**ESERCIZI DA SVOLGERE**
**1.** Riscrivi sotto forma di elenco il paragrafo dell'estratto sui nidi comunali di Napoli che comincia con «Dei 55 nidi del Comune di Napoli», mantenendo i fatti principali.
**2.** Scrivi il seguito dell'estratto sui nidi comunali di Napoli, ripartendo dopo la frase che finisce con «in questo momento a Napoli».

**ESTRATTO DELLA PAGINA**
►

A dimostrazione della scelta di privilegiare le fasce deboli nel rivolgersi all’offerta pubblica di nidi, basti guardare  ai costi, tra i più bassi di Italia: il servizio può costare a una famiglia anche 18 euro al mese. Le famiglie dei bambini concorrono alla copertura delle spese con il pagamento di una quota di contribuzione mensile, differenziata per fasce di reddito in base all'indicatore ISEE (Indicatore della Situazione Economica Equivalente) e questa quota può arrivare massimo a 280 euro. La quota del servizio comprende la refezione, che comunque “puntualmente” arriva sempre in ritardo nel rimpallo di responsabilità tra Comune e Municipalità, costringendo le famiglie napoletane a fare avanti e indietro finché il servizio non si stabilizza con uscita pomeridiana, più o meno fino alla fine di novembre (ma anche a dicembre, dipende dalla Municipalità in cui ci si trova), disattendendo così a quella logica di conciliazione dei tempi e sostegno alle famiglie di cui si diceva prima.

  • Dove intervengono i genitori

Nel costo mensile sono, invece, escluse  alcune cose che sono a carico del nucleo familiare: oltre al necessario per il bambino (fazzoletti naso, confezioni di acqua, pannolini, salviettine, sapone liquido biscotti/cracker), i genitori devono provvedere a rimpinguare le scorte della scuola di materiali come rotoli carta “grandi e doppi”, guanti monouso, bicchieri di carta. Perché il Comune non passa niente, spiegano i dipendenti dei nidi, oltre a non provvedere direttamente e tempestivamente a guasti o disservizi che si possono verificare all’interno delle strutture scolastiche, alla cui risoluzione provvedono, in genere, gli assessori e/o consiglieri della singola Municipalità (di buona volontà) o il personale stesso del nido in questione, quando non proprio i genitori autotassandosi.

  • Le strutture finanziate con fondi PAC

nido pubblico PAC 1

Dei 55 nidi del Comune di Napoli, 8 sono stati aperti con Fondi PAC (Piano di Azione Coesione), ovvero fondi della Comunità Europea destinati alle aree più arretrate e, in questo caso specifico, allo start up dei servizi per la prima infanzia della Campania, una delle 4 regioni dell’obiettivo Convergenza. Attualmente si contano 8 strutture di questo tipo e vengono gestite dal privato sociale, ma dovrebbero nascere altri 12 nidi per un totale di 20 nidi entro il 2019, che finiti i fondi, dovrebbero essere internalizzati dall’ente comunale.

  • I nidi dal futuro incerto

 “Questi fondi pubblici sono stati pensati come avvio di questi servizi in una fase iniziale, solo dunque come aiuto economico per farli partire. Invece, al momento il Comune ha di fatto affidato i nidi alle cooperative e associazioni senza fornire nulla altro se non la struttura; refezione e personale sono infatti dell’ente di terzo settore che si è aggiudicato la gara e che annualmente presenta la domanda rischiando di fatto di perdere ogni volta l’appalto”. A spiegarlo è Sergio Vasquez, referente della coop Accaparlante per la gestione del nido Il Cucciolo del Vomero, una delle esperienze di maggior successo di quelle avviate con i PAC in questo momento a Napoli.

◄

**VOCI FORNITE**
►

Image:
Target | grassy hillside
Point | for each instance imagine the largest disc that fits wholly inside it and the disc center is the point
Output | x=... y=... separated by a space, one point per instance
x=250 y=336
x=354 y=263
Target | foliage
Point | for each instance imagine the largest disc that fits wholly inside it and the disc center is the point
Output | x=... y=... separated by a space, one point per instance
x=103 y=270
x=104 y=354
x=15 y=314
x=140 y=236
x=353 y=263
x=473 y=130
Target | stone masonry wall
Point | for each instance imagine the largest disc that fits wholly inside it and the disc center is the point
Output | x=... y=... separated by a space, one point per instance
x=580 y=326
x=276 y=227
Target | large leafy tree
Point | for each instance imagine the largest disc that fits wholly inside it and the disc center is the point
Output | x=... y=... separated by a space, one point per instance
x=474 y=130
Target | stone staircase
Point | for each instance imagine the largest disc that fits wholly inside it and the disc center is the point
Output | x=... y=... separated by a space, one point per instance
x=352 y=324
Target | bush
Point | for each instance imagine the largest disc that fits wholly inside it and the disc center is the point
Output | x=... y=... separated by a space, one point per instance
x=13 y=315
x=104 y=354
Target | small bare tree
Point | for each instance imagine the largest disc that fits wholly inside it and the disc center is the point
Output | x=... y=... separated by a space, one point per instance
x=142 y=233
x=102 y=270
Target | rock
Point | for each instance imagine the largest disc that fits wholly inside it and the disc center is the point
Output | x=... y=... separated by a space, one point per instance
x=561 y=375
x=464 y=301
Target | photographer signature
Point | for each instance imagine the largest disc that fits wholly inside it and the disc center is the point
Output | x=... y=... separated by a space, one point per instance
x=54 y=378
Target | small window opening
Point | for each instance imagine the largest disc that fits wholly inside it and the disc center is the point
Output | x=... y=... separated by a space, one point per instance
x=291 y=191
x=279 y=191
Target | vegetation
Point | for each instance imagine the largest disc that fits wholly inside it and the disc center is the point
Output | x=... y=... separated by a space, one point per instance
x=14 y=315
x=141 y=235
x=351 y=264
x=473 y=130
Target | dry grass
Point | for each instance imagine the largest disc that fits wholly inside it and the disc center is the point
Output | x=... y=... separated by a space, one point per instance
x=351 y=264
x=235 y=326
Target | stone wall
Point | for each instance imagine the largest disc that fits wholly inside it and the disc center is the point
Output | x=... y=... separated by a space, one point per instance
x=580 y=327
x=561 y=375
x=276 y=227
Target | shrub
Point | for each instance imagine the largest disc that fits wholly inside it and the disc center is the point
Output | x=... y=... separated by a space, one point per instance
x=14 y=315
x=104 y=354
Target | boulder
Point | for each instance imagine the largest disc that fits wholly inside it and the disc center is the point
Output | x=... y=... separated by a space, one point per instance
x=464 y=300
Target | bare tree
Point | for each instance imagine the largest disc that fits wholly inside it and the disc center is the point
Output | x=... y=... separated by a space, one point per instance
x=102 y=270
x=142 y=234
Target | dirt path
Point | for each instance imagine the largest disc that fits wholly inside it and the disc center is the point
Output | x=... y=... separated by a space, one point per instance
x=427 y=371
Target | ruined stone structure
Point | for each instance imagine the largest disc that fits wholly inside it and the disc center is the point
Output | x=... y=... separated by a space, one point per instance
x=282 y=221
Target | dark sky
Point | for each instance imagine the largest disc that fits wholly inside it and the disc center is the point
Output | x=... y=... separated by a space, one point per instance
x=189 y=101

◄

**SOLUZIONI DEGLI ESERCIZI**
**1.**
- Il Comune di Napoli ha 55 nidi, e 8 sono stati aperti con i Fondi PAC (Piano di Azione Coesione).
- Sono fondi della Comunità Europea destinati alle aree più arretrate. In questo caso servono ad avviare i servizi per la prima infanzia in Campania, una delle 4 regioni dell'obiettivo Convergenza.
- Le 8 strutture attuali sono gestite dal privato sociale.
- Entro il 2019 dovrebbero nascere altri 12 nidi, per un totale di 20.
- Finiti i fondi, questi nidi dovrebbero essere internalizzati dal Comune.

**2.**
“Al momento la situazione, oltre a non realizzare affatto il percorso stabilito dalla Comunità europea, rende il futuro di queste strutture doppiamente incerto – aggiunge Vasquez - Incerto nel breve periodo perché di anno in anno l’ente gestore potrebbe cambiare, creando di fatto una discontinuità didattica per i bambino che va al nido, che potrebbe trovarsi di fronte, nel corso dell’anno scolastico, altre educatrici rispetto a quelle che l’avevano accolto. Ma incerto anche nel lungo periodo perché non si sa bene cosa farà di questi nidi una volta esauriti i fondi PAC e questo dovrebbe succedere, a quanto ne sappiamo, a giugno 2019, quindi non tra molto”.

“Parliamo di quelli funzionanti, perché poi ci sono anche altre gare bloccate, di cui non si sa l’esito. Oppure si sa, ma non sono partiti – conclude il responsabile della struttura della V Municipalità - E se non partono subito, che già siamo a dicembre, quanti bambini vuoi che si iscrivano a fine anno scolastico?”. Insomma: questi nidi sono di fatto asili relativamente nuovi perché ristrutturati, gestiti da privati con fondi della comunità europea, messi a gara annualmente, ma che non si sa bene che fine faranno. Del destino di questi nidi abbiamo parlato con l’assessore Palmieri, assolutamente sicura che il Comune di Napoli, in un modo o nell’altro, riuscirà a mantenerli.

  • L’offerta dei nidi privati

Nido Prisma

Stando ancora al sito del Comune di Napoli, il totale dei nidi privati e le ludoteche autorizzati (ai sensi del Regolamento regionale 4/2014) che si trovano sul territorio cittadino sono in tutto 40 e non sono presenti in tutti i quartieri. Di queste 40 strutture autorizzate, appena 10 sono accreditate (per Disposizione dirigenziale), vale a dire che possono stipulare una convenzione con l’amministrazione comunale applicando per le famiglie la stessa tariffa prevista nei nidi pubblici.  Qui c’è una grande variabilità sia rispetto alla qualità del servizio offerto sia rispetto ai costi, soprattutto tenendo conto che  il numero dei nidi privati qui considerato è solo quello dei servizi autorizzati, poi ci sono tutti quelli che sono una realtà ma non hanno tutti i requisiti di leggi previsti.

 

Nidi pubblici e privati divisi per Municipalità (dati: Comune di Napoli)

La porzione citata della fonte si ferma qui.